▶ _Work instructions_: Copy the section of the GeneMANIA plugin text from "Provenance: each prediction" to "publications, if available.".

BEGIN Extract

Customization: individual networks or entire categories can be included or excluded prior to the prediction process. Users may add their own interaction networks and gene expression profiles to this set. The plugin automatically translates the networks into an optimized matrix format, reports any unrecognized gene symbols to the user and omits the corresponding interactions.
A number of weighting methods are available to adjust the degree of influence each network has on the resulting prediction. The default weighing method (‘automatic’) chooses between two different weighting methods depending on query list size. For longer gene lists, each network is weighted so that after the networks are combined, the query genes interact as much as possible with each other while interacting as little as possible with genes not in the list (‘query gene based’ weighting). For shorter gene lists, an attempt is made to reproduce Gene Ontology (GO) Biological Process co-annotation patterns (Mostafavi et al., 2010). The two non-adaptive weighting schemes also work well on small gene lists (Mostafavi et al., 2008): ‘equal by network’ weighting assigns the same weight to all networks, whereas the ‘equal by data type’ weighting ensures each network category has the same degree of influence. Network weights can also be assigned based on how well they reproduce GO co-annotation patterns for that organism in the molecular function or cellular component hierarchies.
Provenance: each prediction is annotated with all contributing source interactions. Clicking on an interaction reveals the details about its data source and links to relevant publications, if available.
Scalability: the size of the GeneMANIA network data is limited by the amount of available memory and disk space. We recommend using a system with 4 GB of total RAM when using the default list of networks and at least 6 GB of RAM for all networks.
4 EXAMPLE APPLICATION
Identification of potential biomarkers of disease is an important research area. We entered 10 samples of 200 genes each from a list of 436 well-supported potential biomarkers for pancreatic cancer (Harsha et al., 2009) into the GeneMANIA Cytoscape plugin, using all available networks. The 10 queries took 78 s each on average on an Intel Core i7 930 system with 6 GB of RAM. Of the 236 genes returned, 51.8 genes were found on average (σ = 5.51) from the 236 held-out genes. We compared these to 10 random samples of 200 genes from the human genome excluding the 436 well-supported biomarkers and found a statistically significant P-value of 3.1 × 10−12 (two-tailed independent t-statistic). This example shows how the GeneMANIA Cytoscape plugin can be used to predict additional genes that may be involved in pancreatic cancer. Selecting more predicted genes will find more related genes to the query set.
The GeneMANIA Cytoscape plugin is freely available at http://www.genemania.org/plugin/ and via the Cytoscape plugin manager. It also includes command-line tools for running multiple predictions in an automated fashion to facilitate performance evaluation of different algorithm parameters via cross-validation. For example, users can determine the contribution of their own networks to the performance of the algorithm using all publicly available data.
We would like to thank the GeneMANIA team for support for this project and the many Cytoscape developers for developing and maintaining a visualization and analysis platform that greatly facilitates plugin development. We would also like to thank Harsha Gowda, Kumaran Kandasamy and Akhilesh Pandey for sharing their pancreatic cancer gene lists; and Season of Usability student Elham Alizadeh and mentor Celeste Lyn Paul for guiding the evolution of the plugin's user interface.
Funding: Genome Canada through the Ontario Genomics Institute (grant number 2007-OGI-TD-05).
Conflict of Interest: none declared.

END Extract
BEGIN Entries provided

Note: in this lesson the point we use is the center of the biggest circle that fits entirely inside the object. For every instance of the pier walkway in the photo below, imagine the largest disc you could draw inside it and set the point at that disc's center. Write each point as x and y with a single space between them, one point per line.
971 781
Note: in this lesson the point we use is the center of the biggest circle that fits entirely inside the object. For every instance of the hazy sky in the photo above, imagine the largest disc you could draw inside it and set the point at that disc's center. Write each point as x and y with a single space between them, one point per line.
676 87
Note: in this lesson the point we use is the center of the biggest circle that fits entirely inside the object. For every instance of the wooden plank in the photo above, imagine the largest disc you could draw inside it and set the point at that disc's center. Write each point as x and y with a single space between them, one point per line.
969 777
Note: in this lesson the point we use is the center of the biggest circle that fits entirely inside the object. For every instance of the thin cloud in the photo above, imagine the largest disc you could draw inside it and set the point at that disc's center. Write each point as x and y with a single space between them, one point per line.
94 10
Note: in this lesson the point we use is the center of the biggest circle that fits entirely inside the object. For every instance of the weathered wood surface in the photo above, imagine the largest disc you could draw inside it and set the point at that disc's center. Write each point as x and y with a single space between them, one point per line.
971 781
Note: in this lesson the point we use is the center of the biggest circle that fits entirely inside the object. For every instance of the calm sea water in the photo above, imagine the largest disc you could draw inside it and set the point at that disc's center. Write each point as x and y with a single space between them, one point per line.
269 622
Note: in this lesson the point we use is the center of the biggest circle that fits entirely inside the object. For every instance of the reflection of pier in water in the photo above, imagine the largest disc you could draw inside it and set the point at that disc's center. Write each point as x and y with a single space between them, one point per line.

END Entries provided

▶ _Completed exercise_:
Provenance: each prediction is annotated with all contributing source interactions. Clicking on an interaction reveals the details about its data source and links to relevant publications, if available.